Aim of the exercise: Extract the final stretch of the data: the line that contains "the form (71,186);" and every line after it, unaltered, and no other lines.

Image location labeling entries:
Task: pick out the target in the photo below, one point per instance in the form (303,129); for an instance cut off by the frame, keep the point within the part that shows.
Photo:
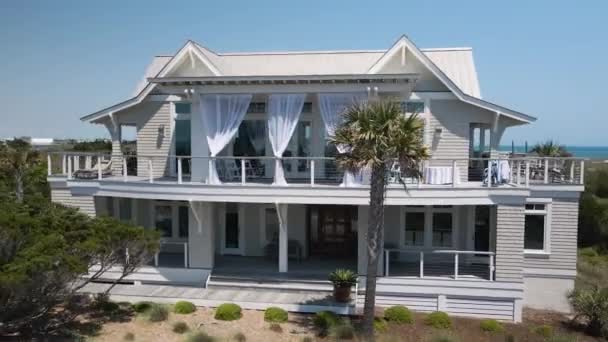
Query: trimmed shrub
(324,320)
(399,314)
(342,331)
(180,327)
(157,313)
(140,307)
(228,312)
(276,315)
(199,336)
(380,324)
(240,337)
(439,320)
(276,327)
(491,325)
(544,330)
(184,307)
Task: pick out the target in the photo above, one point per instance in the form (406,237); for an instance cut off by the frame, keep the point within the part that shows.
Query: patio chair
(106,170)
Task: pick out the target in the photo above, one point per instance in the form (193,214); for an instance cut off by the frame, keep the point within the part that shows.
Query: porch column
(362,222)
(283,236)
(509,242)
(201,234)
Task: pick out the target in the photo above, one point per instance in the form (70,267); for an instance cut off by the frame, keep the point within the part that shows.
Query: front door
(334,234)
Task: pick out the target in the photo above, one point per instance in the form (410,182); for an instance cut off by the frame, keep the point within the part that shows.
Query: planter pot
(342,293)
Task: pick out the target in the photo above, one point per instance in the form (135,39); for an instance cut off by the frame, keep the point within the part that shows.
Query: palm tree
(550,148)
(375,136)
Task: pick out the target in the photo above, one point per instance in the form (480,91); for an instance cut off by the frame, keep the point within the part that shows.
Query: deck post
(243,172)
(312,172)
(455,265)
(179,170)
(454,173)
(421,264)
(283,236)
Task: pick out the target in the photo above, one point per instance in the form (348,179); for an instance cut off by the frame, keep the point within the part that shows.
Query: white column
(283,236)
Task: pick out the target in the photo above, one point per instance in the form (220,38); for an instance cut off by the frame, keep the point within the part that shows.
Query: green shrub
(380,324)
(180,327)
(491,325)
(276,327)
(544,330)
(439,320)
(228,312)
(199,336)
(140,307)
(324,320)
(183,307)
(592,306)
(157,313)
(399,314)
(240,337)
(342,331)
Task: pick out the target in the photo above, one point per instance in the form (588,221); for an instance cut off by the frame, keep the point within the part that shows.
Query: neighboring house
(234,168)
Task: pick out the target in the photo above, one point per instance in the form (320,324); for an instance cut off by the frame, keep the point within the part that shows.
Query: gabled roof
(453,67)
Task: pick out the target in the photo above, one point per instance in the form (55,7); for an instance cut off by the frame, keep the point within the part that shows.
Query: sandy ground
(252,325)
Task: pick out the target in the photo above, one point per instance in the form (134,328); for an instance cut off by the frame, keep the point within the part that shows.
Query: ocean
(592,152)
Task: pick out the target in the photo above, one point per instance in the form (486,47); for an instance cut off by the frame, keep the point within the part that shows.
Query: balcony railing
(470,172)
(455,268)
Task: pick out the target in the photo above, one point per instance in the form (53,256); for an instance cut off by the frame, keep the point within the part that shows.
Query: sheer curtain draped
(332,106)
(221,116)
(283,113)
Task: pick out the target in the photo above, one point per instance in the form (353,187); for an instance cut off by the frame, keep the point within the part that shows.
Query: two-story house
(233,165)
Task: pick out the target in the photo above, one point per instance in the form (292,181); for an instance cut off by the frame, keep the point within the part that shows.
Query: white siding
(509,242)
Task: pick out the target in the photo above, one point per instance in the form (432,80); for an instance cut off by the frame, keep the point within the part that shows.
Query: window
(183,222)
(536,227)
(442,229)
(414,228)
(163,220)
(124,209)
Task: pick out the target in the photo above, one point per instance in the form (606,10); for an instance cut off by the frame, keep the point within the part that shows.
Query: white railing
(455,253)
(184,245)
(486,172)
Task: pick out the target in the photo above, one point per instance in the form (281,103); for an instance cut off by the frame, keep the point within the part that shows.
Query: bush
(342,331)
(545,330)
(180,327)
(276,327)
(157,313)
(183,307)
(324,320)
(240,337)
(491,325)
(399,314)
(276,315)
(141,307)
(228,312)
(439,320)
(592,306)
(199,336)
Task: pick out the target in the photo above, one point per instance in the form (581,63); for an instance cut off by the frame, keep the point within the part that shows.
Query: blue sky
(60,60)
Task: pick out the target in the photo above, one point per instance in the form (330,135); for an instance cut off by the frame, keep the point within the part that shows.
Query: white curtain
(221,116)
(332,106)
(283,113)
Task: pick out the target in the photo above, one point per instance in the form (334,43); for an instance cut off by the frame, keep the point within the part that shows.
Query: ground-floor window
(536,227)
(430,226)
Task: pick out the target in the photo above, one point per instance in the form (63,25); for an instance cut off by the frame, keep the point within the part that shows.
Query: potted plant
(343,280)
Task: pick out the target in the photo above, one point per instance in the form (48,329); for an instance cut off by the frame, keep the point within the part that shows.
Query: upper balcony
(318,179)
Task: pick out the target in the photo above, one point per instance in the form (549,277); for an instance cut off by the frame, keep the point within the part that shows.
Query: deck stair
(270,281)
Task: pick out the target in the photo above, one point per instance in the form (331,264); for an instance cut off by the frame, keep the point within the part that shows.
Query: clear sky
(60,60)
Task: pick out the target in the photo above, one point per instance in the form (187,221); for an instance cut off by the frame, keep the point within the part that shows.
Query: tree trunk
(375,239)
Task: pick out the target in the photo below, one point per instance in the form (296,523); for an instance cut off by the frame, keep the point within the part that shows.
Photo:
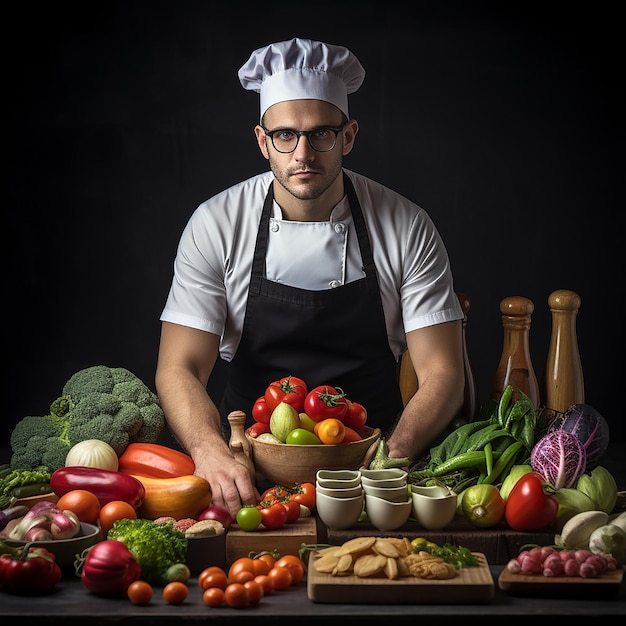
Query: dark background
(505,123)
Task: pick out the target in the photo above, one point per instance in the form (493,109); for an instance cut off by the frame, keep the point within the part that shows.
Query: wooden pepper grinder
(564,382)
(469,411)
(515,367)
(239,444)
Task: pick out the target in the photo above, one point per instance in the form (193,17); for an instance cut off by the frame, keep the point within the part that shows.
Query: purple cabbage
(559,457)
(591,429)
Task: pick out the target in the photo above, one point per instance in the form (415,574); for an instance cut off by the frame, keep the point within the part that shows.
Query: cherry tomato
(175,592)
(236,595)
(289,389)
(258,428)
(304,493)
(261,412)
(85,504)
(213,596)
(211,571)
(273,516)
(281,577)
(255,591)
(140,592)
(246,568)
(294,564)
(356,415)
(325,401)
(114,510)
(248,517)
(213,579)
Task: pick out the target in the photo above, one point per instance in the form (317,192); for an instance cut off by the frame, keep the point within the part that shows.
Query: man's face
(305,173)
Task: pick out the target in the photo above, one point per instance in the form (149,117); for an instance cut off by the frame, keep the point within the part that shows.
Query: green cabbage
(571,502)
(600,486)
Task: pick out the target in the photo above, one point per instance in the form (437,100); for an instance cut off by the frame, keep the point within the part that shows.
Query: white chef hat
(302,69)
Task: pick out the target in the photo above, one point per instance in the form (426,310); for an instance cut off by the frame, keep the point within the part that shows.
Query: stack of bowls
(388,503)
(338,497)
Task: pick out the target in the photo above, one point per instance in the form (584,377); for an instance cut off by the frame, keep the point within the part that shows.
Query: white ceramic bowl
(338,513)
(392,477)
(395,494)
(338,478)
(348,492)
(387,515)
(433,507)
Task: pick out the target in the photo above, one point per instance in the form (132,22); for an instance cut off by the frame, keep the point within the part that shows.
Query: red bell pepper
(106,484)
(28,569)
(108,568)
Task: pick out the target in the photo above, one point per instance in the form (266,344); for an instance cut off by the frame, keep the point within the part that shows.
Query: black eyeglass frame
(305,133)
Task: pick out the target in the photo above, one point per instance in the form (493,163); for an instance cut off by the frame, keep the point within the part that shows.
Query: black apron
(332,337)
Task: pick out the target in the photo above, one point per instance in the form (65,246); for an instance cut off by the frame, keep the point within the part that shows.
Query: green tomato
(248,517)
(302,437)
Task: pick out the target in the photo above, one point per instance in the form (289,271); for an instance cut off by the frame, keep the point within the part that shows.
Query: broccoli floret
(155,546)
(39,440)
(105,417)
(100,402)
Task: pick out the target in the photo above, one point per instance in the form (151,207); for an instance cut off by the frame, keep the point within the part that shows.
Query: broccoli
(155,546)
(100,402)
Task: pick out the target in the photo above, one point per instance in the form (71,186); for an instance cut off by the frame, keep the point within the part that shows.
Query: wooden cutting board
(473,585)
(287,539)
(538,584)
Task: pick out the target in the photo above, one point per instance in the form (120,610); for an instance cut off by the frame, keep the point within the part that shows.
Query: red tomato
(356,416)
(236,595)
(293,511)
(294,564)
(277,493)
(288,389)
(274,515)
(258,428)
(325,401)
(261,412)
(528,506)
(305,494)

Completed task:
Task: pick out the target in the photo above, one point per instance in the form (71,186); for an instance cut off by the frame, keep the point within the part that shows.
Query: wooden cutting board
(473,585)
(287,539)
(538,584)
Task: pick out the target in the photo above, one point per instance in the form (120,610); for an instance cut off by the frame, keep the point within the part that shows.
Query: red tomato
(356,416)
(236,595)
(293,511)
(294,564)
(277,493)
(288,389)
(274,515)
(258,428)
(325,401)
(261,412)
(528,506)
(305,494)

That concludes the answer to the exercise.